### Prompt
Count how many rows below contain the string "knife", treating uppercase and lowercase as different, and reply with only that number.

Stored items

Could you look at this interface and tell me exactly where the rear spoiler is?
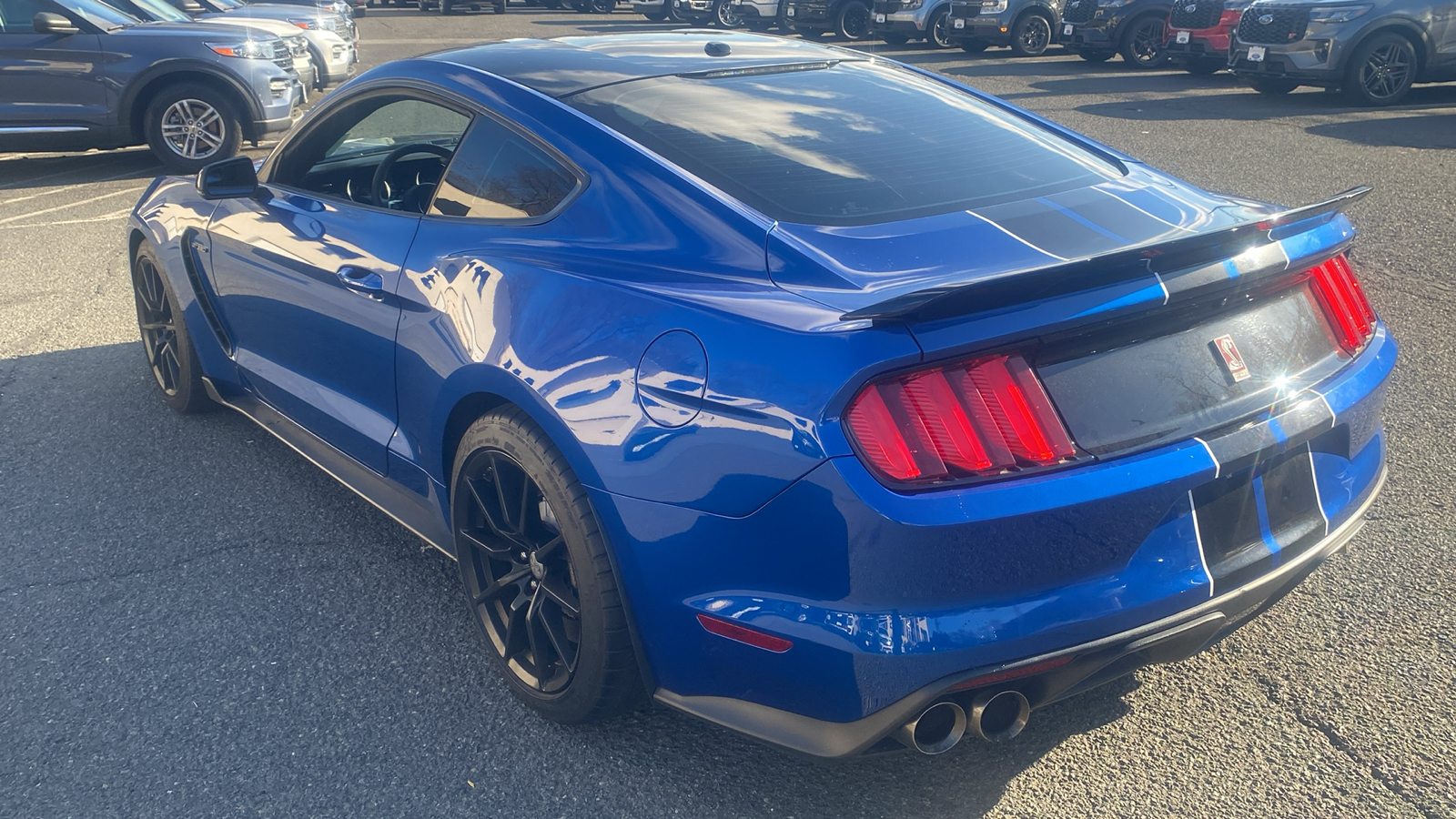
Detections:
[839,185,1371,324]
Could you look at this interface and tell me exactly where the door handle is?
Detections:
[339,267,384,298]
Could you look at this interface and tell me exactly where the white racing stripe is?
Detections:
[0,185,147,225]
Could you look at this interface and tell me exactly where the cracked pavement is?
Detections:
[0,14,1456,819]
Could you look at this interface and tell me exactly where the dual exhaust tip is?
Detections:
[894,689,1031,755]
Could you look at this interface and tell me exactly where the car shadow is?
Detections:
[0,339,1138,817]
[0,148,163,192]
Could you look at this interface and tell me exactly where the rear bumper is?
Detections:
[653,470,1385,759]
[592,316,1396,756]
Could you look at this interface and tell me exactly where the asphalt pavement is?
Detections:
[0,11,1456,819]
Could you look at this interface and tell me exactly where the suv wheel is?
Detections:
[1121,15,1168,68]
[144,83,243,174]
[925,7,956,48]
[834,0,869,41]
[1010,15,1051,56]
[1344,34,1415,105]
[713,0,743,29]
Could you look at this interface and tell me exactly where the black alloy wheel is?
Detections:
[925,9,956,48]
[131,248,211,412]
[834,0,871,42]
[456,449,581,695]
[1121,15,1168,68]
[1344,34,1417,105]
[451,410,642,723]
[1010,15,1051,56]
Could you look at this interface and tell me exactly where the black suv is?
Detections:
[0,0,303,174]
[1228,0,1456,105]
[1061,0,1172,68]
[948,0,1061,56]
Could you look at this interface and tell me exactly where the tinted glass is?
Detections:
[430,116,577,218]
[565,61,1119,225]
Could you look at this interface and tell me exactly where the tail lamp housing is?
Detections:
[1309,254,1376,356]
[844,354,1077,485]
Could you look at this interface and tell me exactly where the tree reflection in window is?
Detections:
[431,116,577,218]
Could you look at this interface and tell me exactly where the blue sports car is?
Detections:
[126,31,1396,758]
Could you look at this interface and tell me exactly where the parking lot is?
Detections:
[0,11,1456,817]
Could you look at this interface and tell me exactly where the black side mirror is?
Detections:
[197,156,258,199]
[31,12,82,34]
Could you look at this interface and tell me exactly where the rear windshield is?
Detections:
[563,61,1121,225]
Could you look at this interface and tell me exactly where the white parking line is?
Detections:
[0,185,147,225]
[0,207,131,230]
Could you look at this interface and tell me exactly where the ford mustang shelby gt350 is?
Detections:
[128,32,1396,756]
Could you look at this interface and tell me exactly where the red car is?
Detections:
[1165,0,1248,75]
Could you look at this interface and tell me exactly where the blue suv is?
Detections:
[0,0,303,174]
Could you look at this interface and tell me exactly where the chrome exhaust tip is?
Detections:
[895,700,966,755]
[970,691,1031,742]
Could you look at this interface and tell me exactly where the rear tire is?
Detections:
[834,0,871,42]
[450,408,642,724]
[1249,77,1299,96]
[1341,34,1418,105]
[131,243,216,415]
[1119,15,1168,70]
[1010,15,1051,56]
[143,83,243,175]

* * *

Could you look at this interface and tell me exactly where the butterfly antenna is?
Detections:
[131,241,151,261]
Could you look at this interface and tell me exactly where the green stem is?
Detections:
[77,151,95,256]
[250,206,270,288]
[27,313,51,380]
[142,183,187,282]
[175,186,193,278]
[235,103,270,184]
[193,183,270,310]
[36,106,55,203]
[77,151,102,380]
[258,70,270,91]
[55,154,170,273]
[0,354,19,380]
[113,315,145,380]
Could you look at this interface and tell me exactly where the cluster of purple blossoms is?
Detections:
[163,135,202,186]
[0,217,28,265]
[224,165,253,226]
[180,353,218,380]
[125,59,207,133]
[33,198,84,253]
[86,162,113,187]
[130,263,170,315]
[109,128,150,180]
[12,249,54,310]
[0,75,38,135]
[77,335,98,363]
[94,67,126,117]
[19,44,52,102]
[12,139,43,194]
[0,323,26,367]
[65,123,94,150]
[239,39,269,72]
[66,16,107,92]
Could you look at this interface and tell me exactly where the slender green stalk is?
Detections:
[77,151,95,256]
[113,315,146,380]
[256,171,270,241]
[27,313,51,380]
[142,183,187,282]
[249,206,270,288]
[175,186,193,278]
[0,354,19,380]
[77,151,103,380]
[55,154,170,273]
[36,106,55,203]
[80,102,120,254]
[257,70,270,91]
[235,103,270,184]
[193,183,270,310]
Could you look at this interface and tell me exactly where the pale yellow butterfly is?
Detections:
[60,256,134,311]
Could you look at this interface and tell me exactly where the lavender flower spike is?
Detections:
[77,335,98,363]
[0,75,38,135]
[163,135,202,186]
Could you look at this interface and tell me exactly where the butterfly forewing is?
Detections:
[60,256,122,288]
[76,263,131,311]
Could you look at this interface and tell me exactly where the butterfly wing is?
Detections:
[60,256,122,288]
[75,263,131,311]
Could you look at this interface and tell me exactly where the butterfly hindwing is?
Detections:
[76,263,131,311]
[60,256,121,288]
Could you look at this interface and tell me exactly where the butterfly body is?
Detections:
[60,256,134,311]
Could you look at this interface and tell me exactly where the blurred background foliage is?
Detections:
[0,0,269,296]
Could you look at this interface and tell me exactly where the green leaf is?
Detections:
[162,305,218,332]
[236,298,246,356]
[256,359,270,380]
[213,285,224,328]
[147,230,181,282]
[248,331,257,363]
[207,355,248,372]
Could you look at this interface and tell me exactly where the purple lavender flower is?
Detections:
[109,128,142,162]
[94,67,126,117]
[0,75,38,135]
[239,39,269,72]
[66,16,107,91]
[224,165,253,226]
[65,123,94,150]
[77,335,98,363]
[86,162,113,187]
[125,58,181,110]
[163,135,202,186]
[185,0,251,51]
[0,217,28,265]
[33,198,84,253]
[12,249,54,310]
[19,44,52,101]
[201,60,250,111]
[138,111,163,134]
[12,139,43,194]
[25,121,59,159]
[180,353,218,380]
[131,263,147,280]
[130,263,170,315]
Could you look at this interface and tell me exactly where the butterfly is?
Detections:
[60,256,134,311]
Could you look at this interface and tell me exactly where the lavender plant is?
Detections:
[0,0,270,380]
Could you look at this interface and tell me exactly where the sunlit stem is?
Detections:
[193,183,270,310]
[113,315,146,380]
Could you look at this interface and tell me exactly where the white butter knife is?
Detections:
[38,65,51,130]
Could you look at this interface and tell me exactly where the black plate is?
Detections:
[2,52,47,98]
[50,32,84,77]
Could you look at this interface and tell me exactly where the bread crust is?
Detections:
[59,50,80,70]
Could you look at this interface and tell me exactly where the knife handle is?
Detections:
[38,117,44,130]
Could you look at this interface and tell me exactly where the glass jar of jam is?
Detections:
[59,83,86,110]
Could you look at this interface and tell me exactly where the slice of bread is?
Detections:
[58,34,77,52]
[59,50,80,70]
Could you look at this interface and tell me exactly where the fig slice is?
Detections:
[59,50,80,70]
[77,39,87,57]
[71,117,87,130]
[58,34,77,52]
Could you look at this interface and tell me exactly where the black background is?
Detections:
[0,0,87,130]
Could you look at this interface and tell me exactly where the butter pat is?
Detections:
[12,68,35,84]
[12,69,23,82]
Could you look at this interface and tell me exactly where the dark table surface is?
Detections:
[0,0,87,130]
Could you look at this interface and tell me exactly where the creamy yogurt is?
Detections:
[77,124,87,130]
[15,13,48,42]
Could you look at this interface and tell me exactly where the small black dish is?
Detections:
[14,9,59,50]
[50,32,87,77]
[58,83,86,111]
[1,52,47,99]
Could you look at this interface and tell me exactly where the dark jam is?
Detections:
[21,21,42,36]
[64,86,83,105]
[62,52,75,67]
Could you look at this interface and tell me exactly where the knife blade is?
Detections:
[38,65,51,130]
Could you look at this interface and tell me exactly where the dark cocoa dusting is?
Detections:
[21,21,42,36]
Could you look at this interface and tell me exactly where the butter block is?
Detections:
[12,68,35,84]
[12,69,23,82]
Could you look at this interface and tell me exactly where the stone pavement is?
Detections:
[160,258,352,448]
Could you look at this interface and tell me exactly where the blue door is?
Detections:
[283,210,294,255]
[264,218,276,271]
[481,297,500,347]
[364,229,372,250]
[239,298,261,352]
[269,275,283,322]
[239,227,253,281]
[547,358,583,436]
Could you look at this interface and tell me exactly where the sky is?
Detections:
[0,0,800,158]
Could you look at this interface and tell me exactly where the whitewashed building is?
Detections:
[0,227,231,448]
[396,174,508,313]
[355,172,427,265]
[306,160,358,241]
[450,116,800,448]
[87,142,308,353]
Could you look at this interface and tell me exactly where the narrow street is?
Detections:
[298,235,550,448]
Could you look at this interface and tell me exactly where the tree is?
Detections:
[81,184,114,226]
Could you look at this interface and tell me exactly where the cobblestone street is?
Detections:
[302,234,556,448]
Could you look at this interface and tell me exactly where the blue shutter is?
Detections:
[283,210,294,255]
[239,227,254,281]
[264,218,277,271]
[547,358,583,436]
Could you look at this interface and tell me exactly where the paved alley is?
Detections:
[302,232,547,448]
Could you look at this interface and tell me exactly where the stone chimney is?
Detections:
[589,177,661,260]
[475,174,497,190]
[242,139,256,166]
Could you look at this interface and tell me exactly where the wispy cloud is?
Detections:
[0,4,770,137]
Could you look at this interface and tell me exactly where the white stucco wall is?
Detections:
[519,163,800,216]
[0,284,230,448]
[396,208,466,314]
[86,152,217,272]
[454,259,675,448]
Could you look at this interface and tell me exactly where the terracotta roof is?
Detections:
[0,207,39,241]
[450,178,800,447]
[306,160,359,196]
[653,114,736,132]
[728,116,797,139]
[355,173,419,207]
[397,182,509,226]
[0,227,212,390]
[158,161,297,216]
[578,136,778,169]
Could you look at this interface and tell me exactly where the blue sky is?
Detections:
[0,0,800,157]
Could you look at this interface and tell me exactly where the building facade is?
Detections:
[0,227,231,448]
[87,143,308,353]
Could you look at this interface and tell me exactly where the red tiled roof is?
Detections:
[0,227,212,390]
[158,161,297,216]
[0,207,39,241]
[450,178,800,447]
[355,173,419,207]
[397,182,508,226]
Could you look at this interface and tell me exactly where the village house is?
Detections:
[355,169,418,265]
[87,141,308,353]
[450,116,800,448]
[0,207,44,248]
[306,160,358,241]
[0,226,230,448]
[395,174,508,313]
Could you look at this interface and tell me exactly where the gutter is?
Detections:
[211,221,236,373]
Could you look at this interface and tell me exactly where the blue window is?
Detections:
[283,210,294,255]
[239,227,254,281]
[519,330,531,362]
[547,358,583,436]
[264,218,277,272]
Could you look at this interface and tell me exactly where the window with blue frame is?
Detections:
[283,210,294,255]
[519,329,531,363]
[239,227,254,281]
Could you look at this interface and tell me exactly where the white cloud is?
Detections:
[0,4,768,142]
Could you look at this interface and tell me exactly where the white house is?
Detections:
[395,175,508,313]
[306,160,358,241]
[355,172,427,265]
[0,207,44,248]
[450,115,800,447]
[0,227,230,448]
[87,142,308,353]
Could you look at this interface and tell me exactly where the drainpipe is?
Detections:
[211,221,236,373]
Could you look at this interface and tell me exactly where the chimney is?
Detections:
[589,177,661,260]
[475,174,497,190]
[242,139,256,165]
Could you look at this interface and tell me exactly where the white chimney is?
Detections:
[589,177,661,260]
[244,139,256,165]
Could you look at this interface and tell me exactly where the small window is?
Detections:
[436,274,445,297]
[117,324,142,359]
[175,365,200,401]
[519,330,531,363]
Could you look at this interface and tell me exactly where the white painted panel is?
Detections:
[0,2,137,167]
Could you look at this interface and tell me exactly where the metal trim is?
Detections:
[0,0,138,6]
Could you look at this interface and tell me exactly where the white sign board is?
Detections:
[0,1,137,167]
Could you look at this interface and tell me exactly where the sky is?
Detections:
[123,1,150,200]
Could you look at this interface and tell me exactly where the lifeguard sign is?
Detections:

### Response to this task
3